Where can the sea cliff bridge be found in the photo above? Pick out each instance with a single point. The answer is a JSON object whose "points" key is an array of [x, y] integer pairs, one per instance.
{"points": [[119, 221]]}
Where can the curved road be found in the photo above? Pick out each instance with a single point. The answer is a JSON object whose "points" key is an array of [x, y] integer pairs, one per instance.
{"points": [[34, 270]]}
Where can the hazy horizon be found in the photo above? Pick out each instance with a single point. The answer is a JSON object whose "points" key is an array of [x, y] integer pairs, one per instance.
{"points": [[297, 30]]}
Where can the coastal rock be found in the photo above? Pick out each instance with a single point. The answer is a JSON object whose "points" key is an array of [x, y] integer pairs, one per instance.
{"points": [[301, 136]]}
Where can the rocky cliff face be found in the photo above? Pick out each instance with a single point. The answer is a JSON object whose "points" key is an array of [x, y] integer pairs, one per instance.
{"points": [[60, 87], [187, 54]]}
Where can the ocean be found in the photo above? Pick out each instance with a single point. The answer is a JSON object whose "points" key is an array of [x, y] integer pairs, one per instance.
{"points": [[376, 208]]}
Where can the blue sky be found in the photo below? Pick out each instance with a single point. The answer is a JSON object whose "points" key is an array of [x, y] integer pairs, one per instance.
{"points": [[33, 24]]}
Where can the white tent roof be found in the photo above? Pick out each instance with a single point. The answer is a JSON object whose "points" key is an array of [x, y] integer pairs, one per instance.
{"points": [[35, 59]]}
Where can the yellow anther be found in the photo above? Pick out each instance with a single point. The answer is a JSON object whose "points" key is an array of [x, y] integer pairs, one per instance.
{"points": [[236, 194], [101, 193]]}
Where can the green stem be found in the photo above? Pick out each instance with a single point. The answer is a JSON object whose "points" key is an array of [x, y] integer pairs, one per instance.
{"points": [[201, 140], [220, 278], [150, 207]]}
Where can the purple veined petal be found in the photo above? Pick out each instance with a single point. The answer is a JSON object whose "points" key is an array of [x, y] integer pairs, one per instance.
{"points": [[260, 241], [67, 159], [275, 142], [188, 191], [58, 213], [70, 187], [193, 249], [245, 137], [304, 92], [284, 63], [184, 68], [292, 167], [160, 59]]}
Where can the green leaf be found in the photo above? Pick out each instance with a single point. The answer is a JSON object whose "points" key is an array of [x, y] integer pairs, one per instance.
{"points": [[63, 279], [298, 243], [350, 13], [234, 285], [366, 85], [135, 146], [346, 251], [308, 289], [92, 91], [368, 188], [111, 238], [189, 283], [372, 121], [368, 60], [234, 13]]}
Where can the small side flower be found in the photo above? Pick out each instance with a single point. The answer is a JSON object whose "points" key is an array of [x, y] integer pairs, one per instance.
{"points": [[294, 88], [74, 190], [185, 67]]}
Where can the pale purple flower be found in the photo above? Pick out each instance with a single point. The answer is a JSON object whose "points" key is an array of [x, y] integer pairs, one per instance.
━━━━━━━━━━━━━━━━
| Requirement |
Print only the lines from the one with "Where can the green leaf" to the end of the records, both included.

| Exercise output |
Where can the green leaf be found in the photo above? Pick out each instance with a single point. The answer is a JSON object whose "points" key is an array of [x, y] integer pairs, one per instance.
{"points": [[63, 279], [298, 243], [350, 13], [234, 285], [366, 85], [135, 146], [346, 251], [308, 289], [92, 91], [368, 188], [111, 238], [189, 283], [372, 121], [368, 60], [234, 13]]}
Where can the small side flower be found in the photo above? Pick out each instance with a single point. The answer is a JSON object whose "points" key is an array of [x, y] integer pairs, one per instance.
{"points": [[294, 88], [74, 190], [185, 67]]}
Where can the pale purple flower be found in the photo above? Pick out each instance with a single point. The answer is a JSON object whose "points" key is an array of [x, y] integer pairs, one per instance.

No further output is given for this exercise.